• **Record set**
..........

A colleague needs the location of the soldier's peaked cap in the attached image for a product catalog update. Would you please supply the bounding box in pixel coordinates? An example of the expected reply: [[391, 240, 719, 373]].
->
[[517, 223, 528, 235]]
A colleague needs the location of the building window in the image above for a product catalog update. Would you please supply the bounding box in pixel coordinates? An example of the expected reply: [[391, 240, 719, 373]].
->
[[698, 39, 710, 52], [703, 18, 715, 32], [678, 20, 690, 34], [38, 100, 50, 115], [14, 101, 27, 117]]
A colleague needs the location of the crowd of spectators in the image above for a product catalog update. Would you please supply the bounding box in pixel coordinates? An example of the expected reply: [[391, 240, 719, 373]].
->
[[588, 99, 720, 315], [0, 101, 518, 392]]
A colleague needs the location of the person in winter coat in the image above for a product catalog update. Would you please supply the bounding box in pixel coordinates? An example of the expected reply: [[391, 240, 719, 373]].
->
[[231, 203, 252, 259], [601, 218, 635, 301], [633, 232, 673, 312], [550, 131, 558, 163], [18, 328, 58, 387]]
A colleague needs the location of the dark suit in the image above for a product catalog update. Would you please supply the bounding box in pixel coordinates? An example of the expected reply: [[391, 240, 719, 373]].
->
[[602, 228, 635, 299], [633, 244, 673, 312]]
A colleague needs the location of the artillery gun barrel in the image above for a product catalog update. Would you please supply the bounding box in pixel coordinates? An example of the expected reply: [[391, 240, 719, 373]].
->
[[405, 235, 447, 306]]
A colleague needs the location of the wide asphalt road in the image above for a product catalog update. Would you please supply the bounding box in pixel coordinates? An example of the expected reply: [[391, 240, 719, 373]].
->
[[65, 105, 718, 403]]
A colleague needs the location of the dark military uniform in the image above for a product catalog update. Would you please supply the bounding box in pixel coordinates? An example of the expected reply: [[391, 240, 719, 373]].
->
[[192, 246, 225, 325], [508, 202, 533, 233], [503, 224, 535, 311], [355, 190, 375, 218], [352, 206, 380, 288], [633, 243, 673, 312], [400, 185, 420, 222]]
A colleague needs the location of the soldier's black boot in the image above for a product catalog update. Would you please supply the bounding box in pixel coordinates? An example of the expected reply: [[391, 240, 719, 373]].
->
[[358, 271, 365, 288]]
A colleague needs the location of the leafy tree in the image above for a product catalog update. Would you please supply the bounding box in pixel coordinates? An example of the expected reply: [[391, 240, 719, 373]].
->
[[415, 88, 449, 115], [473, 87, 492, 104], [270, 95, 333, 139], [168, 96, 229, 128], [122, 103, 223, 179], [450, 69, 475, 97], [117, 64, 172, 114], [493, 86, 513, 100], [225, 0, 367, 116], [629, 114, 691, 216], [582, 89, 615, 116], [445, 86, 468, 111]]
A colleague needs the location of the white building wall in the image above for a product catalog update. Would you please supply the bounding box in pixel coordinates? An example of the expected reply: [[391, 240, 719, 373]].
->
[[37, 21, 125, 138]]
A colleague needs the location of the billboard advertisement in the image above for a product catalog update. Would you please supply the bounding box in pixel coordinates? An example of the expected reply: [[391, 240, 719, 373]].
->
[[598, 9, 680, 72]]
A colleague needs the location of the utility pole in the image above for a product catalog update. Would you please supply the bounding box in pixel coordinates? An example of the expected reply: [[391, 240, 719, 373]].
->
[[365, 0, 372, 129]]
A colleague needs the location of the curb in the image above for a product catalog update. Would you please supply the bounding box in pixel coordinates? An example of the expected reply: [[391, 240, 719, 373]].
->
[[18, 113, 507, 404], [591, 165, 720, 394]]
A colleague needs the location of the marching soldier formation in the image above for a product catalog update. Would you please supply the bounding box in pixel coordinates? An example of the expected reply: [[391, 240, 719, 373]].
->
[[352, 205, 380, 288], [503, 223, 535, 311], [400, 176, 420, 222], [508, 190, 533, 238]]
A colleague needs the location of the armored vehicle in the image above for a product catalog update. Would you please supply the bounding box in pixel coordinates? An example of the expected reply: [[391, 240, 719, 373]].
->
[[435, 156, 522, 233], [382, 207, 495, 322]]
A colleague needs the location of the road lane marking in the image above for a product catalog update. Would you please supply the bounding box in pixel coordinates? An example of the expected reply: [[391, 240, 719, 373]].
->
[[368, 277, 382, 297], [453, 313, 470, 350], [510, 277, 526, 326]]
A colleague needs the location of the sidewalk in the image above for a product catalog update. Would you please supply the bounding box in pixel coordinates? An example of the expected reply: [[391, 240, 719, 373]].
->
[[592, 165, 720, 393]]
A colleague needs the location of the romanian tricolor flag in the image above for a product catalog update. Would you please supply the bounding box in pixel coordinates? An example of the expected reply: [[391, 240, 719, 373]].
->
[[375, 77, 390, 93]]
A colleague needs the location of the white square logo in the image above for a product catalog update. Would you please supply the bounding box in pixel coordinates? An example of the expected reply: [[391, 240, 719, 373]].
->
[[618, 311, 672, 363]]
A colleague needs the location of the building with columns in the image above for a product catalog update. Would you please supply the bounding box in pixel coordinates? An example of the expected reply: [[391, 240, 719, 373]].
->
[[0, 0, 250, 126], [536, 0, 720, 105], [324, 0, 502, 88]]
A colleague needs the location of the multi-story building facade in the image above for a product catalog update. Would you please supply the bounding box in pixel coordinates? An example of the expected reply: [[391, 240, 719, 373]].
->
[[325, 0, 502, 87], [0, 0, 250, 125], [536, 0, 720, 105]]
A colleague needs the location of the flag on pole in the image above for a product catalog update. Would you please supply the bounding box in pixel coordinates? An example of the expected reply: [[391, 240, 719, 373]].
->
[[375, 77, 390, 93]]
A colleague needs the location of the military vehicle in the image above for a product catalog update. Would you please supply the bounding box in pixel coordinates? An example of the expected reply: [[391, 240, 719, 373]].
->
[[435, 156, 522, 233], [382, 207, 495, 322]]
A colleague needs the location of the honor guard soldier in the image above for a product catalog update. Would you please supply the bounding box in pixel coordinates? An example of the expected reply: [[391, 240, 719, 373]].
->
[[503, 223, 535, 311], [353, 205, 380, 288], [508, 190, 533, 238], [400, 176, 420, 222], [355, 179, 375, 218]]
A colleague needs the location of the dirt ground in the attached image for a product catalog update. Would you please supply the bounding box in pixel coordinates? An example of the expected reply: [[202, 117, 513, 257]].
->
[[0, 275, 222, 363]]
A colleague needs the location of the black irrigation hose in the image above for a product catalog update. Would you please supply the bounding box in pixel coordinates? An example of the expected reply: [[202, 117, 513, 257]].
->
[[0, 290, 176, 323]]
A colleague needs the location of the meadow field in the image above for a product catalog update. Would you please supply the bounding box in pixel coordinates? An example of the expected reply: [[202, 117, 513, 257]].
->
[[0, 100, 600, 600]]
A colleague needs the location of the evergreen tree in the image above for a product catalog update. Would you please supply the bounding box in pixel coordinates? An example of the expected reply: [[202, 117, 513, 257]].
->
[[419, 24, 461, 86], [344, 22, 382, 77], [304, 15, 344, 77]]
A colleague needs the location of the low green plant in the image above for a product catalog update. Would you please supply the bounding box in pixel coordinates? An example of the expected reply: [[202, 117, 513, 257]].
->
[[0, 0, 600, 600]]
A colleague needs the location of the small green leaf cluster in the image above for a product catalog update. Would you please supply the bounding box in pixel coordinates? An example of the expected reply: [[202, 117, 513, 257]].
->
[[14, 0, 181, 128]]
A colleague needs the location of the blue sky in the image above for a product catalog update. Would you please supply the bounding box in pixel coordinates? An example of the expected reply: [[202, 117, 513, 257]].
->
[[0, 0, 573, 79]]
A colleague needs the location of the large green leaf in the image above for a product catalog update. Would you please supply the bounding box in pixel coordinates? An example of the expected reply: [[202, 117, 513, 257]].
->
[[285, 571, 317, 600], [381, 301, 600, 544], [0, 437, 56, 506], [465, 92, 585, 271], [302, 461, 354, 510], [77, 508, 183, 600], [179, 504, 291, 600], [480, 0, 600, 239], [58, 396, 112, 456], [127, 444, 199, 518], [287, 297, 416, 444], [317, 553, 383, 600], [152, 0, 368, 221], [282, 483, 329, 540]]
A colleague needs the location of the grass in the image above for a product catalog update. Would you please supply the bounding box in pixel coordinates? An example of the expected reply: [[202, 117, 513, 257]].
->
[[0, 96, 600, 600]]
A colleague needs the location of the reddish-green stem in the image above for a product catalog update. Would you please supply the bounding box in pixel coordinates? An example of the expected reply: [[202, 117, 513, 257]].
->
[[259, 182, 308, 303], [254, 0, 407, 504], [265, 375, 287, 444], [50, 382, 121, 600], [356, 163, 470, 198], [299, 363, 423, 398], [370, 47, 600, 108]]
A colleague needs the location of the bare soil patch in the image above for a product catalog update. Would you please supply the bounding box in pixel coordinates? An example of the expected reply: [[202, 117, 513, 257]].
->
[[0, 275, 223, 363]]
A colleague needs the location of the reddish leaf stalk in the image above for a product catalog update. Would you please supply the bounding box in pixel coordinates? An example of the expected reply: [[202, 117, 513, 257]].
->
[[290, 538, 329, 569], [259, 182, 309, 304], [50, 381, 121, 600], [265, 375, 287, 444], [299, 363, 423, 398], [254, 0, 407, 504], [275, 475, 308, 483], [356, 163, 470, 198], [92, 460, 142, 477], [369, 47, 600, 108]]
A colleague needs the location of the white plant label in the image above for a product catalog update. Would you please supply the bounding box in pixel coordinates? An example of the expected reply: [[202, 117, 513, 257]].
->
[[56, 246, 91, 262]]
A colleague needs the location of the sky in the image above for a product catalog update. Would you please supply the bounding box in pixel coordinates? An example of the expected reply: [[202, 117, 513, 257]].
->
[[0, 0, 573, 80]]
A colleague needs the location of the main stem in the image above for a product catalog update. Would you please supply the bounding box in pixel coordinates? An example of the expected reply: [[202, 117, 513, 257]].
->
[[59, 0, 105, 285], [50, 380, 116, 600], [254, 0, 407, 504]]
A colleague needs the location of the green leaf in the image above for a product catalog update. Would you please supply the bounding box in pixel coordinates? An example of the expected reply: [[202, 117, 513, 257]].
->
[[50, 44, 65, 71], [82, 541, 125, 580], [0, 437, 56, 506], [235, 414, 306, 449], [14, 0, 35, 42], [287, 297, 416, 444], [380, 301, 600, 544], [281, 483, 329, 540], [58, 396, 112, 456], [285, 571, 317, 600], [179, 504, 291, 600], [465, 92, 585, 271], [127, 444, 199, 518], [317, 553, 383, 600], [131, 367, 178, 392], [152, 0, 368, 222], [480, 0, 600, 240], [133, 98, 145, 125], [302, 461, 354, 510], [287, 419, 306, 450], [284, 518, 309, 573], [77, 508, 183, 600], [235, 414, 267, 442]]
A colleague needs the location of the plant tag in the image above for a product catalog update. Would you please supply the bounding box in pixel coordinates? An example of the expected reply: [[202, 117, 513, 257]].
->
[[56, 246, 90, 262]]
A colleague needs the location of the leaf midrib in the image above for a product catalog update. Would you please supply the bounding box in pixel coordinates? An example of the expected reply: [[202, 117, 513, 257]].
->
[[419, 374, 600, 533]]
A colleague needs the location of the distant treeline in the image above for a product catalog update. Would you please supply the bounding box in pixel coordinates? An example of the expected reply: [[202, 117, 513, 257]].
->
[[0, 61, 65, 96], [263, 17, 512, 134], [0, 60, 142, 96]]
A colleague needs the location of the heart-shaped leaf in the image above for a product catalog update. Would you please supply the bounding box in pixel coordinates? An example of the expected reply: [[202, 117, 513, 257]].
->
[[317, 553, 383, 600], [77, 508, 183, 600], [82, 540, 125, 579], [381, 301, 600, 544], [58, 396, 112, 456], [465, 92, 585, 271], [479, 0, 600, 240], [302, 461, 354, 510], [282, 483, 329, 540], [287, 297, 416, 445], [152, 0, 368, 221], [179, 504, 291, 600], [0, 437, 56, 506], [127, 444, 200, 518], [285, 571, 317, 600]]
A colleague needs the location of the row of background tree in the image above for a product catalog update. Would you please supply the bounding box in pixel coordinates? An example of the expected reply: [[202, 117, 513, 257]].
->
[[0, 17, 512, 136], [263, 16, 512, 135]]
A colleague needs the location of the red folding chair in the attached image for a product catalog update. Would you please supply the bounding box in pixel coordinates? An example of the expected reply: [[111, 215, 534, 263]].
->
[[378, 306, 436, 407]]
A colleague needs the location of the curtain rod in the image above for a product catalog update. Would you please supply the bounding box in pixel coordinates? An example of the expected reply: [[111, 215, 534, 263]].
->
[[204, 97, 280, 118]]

..........

• **Short problem**
Starting at the first line of the records and ending at the line containing "[[602, 228, 635, 299], [633, 244, 673, 312]]", reproduce those lines in full, requests included. Multiply every bounding-box coordinate in the answers by 0.4 and round to whole numbers, with halves rounded up, and leave the numbers in the requests and their sample replies unchanged.

• **Response**
A colleague needs the location of the soldier's peaked cap in the attached image for a product catalog update. Would you please supply the bounding box in pixel coordinates? An example of the expected reply: [[391, 240, 719, 373]].
->
[[207, 89, 211, 94]]
A colleague needs the location of the building window in the image above for a product catalog update. Would you please supply the bounding box in pixel coordinates? An example of the expected reply: [[391, 240, 719, 373]].
->
[[279, 16, 284, 21], [281, 7, 286, 13], [271, 8, 276, 14], [15, 40, 20, 46], [6, 40, 11, 47]]
A colleague needs the location of the crowd of spectators in the image above for a product catalog update. Would you please supply the bounding box in pixel coordinates? An example of the expected reply: [[391, 240, 719, 373]].
->
[[235, 40, 288, 126], [0, 40, 207, 157]]
A colleague needs the location of the person in winter coat in the image above for a product catalog update. Would you please supply the bounding box in pixel coordinates? An example of the expected reply: [[391, 240, 719, 373]].
->
[[92, 81, 101, 104], [240, 87, 254, 120], [253, 93, 269, 125], [220, 52, 223, 65], [7, 131, 23, 155]]
A colleague needs the location of the dark suit in the image above for a product catalog update. Would you please supply the bounding box in pixel coordinates? An example of the expected reply: [[391, 240, 719, 373]].
->
[[241, 91, 254, 120], [253, 98, 269, 125]]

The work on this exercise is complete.